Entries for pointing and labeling
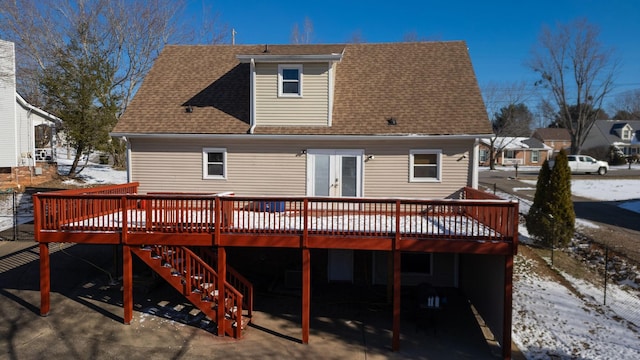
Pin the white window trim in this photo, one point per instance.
(282, 67)
(205, 163)
(537, 156)
(438, 177)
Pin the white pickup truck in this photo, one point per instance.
(587, 164)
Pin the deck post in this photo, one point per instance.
(508, 303)
(127, 283)
(45, 280)
(222, 276)
(395, 343)
(306, 294)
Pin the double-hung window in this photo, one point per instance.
(425, 165)
(214, 163)
(290, 80)
(535, 155)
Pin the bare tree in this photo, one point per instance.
(577, 70)
(130, 33)
(303, 36)
(627, 105)
(7, 61)
(501, 99)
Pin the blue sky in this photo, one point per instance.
(499, 34)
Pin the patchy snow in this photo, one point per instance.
(92, 174)
(549, 321)
(625, 190)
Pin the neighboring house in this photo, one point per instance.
(557, 138)
(514, 150)
(622, 134)
(401, 120)
(27, 133)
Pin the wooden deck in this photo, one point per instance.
(477, 223)
(473, 223)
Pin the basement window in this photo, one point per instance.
(214, 163)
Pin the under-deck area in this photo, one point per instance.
(190, 234)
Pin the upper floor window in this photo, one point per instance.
(484, 155)
(425, 165)
(535, 155)
(214, 163)
(290, 80)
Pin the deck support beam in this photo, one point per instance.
(306, 294)
(507, 307)
(127, 283)
(222, 276)
(45, 280)
(397, 278)
(395, 343)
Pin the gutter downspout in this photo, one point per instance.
(474, 164)
(124, 138)
(252, 95)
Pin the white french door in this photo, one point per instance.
(336, 173)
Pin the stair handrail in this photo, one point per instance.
(234, 279)
(233, 298)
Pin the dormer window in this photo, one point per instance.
(290, 80)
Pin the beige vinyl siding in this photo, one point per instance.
(388, 173)
(278, 168)
(311, 109)
(252, 169)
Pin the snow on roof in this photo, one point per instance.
(516, 143)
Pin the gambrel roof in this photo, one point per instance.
(429, 88)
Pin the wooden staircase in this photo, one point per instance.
(198, 282)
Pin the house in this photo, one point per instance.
(557, 138)
(27, 133)
(514, 150)
(621, 134)
(325, 148)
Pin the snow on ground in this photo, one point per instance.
(625, 190)
(92, 174)
(549, 321)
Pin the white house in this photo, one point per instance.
(27, 133)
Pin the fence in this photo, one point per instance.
(614, 277)
(16, 208)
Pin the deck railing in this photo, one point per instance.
(477, 215)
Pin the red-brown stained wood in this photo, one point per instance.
(45, 280)
(127, 284)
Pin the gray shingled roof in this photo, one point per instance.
(552, 134)
(603, 131)
(428, 87)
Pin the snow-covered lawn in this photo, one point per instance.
(549, 321)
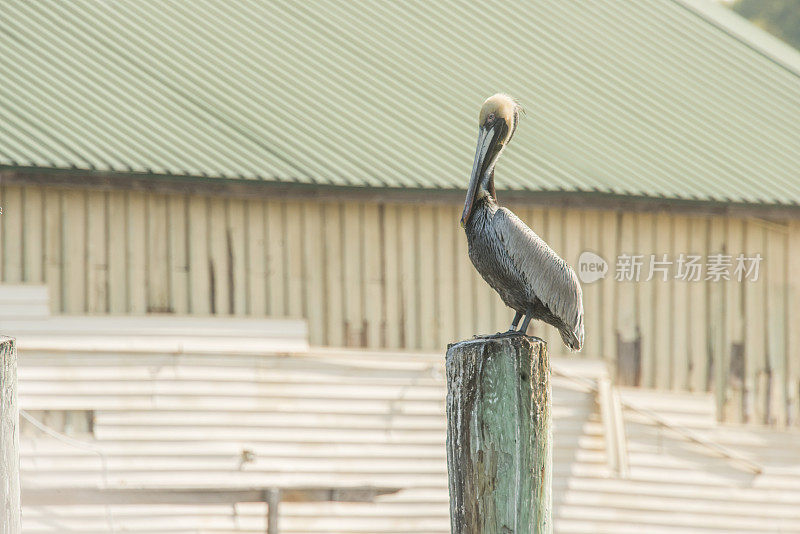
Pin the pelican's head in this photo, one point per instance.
(497, 123)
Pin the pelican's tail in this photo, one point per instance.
(572, 340)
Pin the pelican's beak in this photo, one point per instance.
(485, 138)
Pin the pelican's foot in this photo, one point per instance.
(507, 333)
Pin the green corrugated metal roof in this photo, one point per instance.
(665, 98)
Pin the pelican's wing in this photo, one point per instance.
(552, 280)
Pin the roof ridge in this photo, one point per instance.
(744, 31)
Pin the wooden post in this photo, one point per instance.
(9, 439)
(273, 498)
(499, 439)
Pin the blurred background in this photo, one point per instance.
(231, 257)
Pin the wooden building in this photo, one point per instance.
(255, 160)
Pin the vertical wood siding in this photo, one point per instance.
(398, 276)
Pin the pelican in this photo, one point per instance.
(527, 274)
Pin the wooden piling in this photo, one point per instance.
(9, 439)
(499, 436)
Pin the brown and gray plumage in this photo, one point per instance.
(527, 274)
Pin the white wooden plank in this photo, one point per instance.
(219, 254)
(645, 297)
(609, 285)
(97, 255)
(792, 319)
(294, 259)
(117, 252)
(447, 231)
(755, 333)
(199, 276)
(626, 326)
(697, 312)
(372, 258)
(136, 254)
(427, 306)
(12, 236)
(680, 299)
(334, 306)
(256, 252)
(33, 239)
(276, 250)
(157, 264)
(409, 282)
(313, 254)
(237, 239)
(178, 249)
(662, 303)
(465, 309)
(592, 296)
(74, 250)
(391, 247)
(774, 270)
(716, 315)
(352, 251)
(734, 326)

Short problem:
Copy out the entries above word for word, with every coordinate point, and omit the pictures.

Response:
Pin the white window trim in this photo, one point per instance.
(282, 67)
(205, 163)
(537, 156)
(438, 177)
Pin the white pickup truck in this photo, one point per instance.
(587, 164)
Pin the deck post in this photo, one point per instance.
(508, 303)
(127, 283)
(45, 280)
(222, 276)
(395, 343)
(306, 294)
Pin the double-hung window in this photo, one point per instance.
(425, 165)
(214, 163)
(290, 80)
(535, 155)
Pin the bare tree in this photo, one point per instance.
(577, 70)
(130, 33)
(303, 36)
(627, 105)
(7, 61)
(501, 99)
Pin the blue sky in this photo, one point per instance.
(499, 34)
Pin the patchy snow in this photo, one point per instance.
(92, 174)
(549, 321)
(625, 190)
Pin the neighboring house in this photo, one point per instance.
(557, 138)
(514, 150)
(622, 134)
(401, 120)
(27, 133)
Pin the wooden deck in this photo, one point per instance.
(477, 223)
(473, 223)
Pin the basement window in this photo, one point per instance.
(214, 163)
Pin the under-deck area in this photo, one point per instance.
(190, 234)
Pin the upper floor window in this photo, one point per instance.
(484, 155)
(425, 165)
(535, 155)
(214, 163)
(290, 80)
Pin the deck support beam in this photo, one point per instance.
(306, 294)
(507, 307)
(127, 283)
(222, 276)
(45, 280)
(397, 278)
(395, 343)
Pin the gutter downspout in this photo, one point per instance.
(474, 164)
(124, 138)
(252, 95)
Pin the white french door in this photo, one point per instance.
(336, 173)
Pin the stair handrail in this photo, one point per instance.
(234, 279)
(233, 298)
Pin the dormer window in this photo, one point per instance.
(290, 80)
Pin the beige vinyl siding in this photo, one point per instance.
(388, 173)
(278, 168)
(311, 109)
(252, 169)
Pin the snow on roof in this photo, one point per instance.
(516, 143)
Pin the gambrel roof in this photo, one point per instance.
(429, 88)
Pin the wooden staircase in this photo, one point per instance.
(198, 282)
Pin the house in this photo, one point per instance.
(557, 138)
(27, 133)
(514, 150)
(621, 134)
(325, 148)
Pin the snow on ground in this photo, one point per instance.
(625, 190)
(92, 174)
(549, 321)
Pin the white house in this photo, one point per instance.
(27, 133)
Pin the fence in this photo, one point per instance.
(614, 277)
(16, 208)
Pin the deck railing in this photo, one point per instance.
(477, 215)
Pin the red-brown stained wood in this photo, one point per instance.
(45, 280)
(127, 284)
Pin the gray shingled roof in this photo, one point per instance.
(552, 134)
(603, 131)
(428, 87)
Pin the snow-covered lawn in this photo, one point per instance.
(549, 321)
Pin the pelican's head in this photo, one point per instance.
(497, 123)
Pin the pelican's tail in this photo, one point per instance.
(572, 340)
Pin the pelican's beak in this photo, one point per instance.
(485, 138)
Pin the pelican's foot in this photo, one point per instance.
(507, 333)
Pin the green corrugated metal roof in this photo, one point per instance.
(665, 98)
Pin the pelican's wing in this photo, one point per instance.
(552, 280)
Pin the roof ridge in this photo, one point per instance.
(744, 31)
Pin the wooden post in this photo, one point per instance.
(9, 439)
(273, 498)
(499, 439)
Pin the blurred background in this photo, one point per instance.
(231, 257)
Pin the wooden building in this photo, one point per instance.
(255, 160)
Pin the vertical wood siding in this photo, one point per instance.
(398, 276)
Pin the pelican in this photo, one point per instance.
(527, 274)
Pin the wooden piling in this photo, one point per instance.
(9, 439)
(499, 436)
Pin the brown and gray plumage in this photo, one point per instance.
(527, 274)
Pin the white wooden plank in this photo, one point per instance.
(219, 254)
(645, 297)
(609, 285)
(97, 255)
(792, 319)
(294, 259)
(117, 252)
(447, 231)
(755, 333)
(199, 276)
(626, 326)
(697, 312)
(372, 258)
(136, 254)
(427, 306)
(12, 236)
(680, 299)
(334, 306)
(256, 252)
(33, 239)
(276, 250)
(157, 264)
(409, 282)
(313, 254)
(237, 239)
(178, 249)
(662, 303)
(465, 309)
(592, 296)
(74, 250)
(391, 247)
(774, 270)
(716, 315)
(352, 251)
(734, 326)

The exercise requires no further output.